• Görev A:
Azez Muharebesi metnine göre şu soruları yanıtlayın:
(i) Bizanslılar hangi yıldan beri Halep üzerinde hükümranlık iddia ediyordu?
(ii) Romanos ordusuyla Antakya'ya hangi tarihte vardı?
(iii) Mirdasoğulları ordusu çoğunlukla hangi askerlerden oluşuyordu?
• Görev B:
Azez Muharebesi metnini son cümlesinden sonra gelecek şekilde sürdürün.

• Seçilen bölüm:
İçeriğe atla

Azez Muharebesi (1030)

Koordinatlar: 36°34′K 37°00′D / 36.567°K 37.000°D / 36.567; 37.000
Vikipedi, özgür ansiklopedi
Azez Muharebesi
Arap-Bizans savaşları
Tarih8-10 Ağustos 1030
Bölge
Sonuç Mirdasoğulları zaferi
Taraflar
Bizans İmparatorluğu Mirdasoğulları Halep Emirliği
Komutanlar ve liderler
III. Romanos Şibhüddevle Ebû Kâmil Nasr
Güçler
y. 20.000 (günümüz tahmini) 700-2.000 (ortaçağ kaynakları)

Azez Muharebesi, İmparator III. Romanos (h. 1028-1034) kendi komutasındaki Bizans ordusu ile Emir Şibhüddevle Ebû Kâmil Nasr (h. 1029-1038) kendi komutasındaki Mirdasoğulları Halep Emirliği arasında Suriye'de Azez yakınlarında gerçekleşen çarpışmadır. Mirdasoğulları, çok daha büyük Bizans ordusu karşısında zafer kazanıp, büyük bir büyük ganimet aldı, ancak nihayetinde zaferlerini kendilerine bir faydaya çevirememişlerdir.

Halep, Bizans ve Arap komşuları arasında uzun zamandır sıcak bir noktasıydı ve Bizanslılar 969'dan beri şehir üzerinde bir hükümranlık iddia ediyorlardı. Mirdasoğullarının Antakya'nın Bizans valisi karşısında kazandıkları zaferin ardından Romanos Halep'e karşı bir sefer başlattı. Askeri konulardaki deneyimsizliğine rağmen, Romanos orduyu bizzat yönetmeye karar verdi ve dönemin Bizanslı vakainüvislerine göre bunun birincil sebebi status quo'nun korunması yerine askeri bir zafer arayışıydı. Günümüz tarihçilerinin tahmini 20.000 askerlik güçlü bir orduyla 20 Temmuz 1030 günü Antakya'ya vardı. Mirdasoğulları haraç ödemesi de dahil olmak üzere barış talebiyle elçiler gönderdiler, ancak başarıdan emin olan Romanos onları reddetti ve büyükelçiyi gözaltına aldı. Generalleri onu sıcak ve kuru Suriye yazında harekâttan kaçınmaya çağırsa da Romanos güçlerini yürüttü. Mirdasoğulları ordusu kaynaklara göre oldukça küçük, 700-2.000 adamdı, ancak çoğunlukla ağır zırhlı rakiplerine karşı üstün hareketlilik sağlayan Bedevi hafif süvarilerinden oluşuyordu.

• Kayıtlar:
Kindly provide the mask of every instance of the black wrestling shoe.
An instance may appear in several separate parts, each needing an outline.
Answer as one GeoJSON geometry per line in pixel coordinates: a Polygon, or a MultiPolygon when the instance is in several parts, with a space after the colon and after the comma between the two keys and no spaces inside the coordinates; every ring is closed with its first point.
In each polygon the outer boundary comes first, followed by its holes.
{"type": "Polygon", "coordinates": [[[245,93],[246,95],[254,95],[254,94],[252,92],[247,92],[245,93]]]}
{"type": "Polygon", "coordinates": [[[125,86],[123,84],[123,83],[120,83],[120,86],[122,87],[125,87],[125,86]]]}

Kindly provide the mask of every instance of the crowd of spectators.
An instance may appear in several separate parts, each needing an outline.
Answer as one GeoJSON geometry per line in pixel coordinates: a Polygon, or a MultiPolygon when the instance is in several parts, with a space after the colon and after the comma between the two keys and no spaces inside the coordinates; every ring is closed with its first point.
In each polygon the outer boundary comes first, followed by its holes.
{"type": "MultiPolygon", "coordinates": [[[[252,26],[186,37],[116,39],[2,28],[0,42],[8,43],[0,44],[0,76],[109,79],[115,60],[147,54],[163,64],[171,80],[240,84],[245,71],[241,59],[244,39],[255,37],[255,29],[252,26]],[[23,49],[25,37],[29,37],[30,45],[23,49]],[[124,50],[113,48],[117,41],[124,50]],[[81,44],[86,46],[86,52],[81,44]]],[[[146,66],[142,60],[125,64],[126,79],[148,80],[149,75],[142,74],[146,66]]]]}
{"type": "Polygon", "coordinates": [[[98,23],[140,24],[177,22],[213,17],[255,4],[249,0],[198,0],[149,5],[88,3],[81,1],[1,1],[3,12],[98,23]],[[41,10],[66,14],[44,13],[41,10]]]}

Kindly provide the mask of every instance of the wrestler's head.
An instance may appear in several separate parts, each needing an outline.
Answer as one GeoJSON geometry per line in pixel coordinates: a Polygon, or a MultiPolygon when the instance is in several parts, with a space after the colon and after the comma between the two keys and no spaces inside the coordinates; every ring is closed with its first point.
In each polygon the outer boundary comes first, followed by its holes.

• Yanıt A:
(i) 969'dan beri.
(ii) 20 Temmuz 1030 günü.
(iii) Bedevi hafif süvarilerinden.

• Yanıt B:
İki ordu Halep'in kuzeybatısında Bizanslıların kamp yaptıkları Azez'de çarpıştılar. Mirdasoğulları, Bizans keşif kuvvetlerine pusu kurup, imha ettiler ve imparatorluk kampını taciz etmeye başladılar. Yiyecek bulamayan Bizanslılar susuzluktan ve açlıktan acı çekmeye başlarlarken Mirdasoğullarına yaptıkları saldırı başarısız oldu. Nihayetinde 10 Ağustos günü, Bizans ordusu Antakya'ya çekilmeye başladı, ancak kısa süre sonra düzensiz bir duruma düştüler. Bu fırsattan yararlanan Araplar, düzensiz Bizanslılara saldırdılar, onları püskürttüler; İmparator Romanos dahi kişisel korumalarının müdahalesi sayesinde kurtulabildi. İmparatorluk ordusunun dağılan kısımları Antakya'da bir araya geldi. Romanos Konstantinopolis'e döndü ancak generalleri durumu daha sonra kurtarmayı başardılar, Arap isyanlarını bastırdılar ve Halep'i 1031'de haraç ödeyen statüsünü devam ettirmeye zorladılar.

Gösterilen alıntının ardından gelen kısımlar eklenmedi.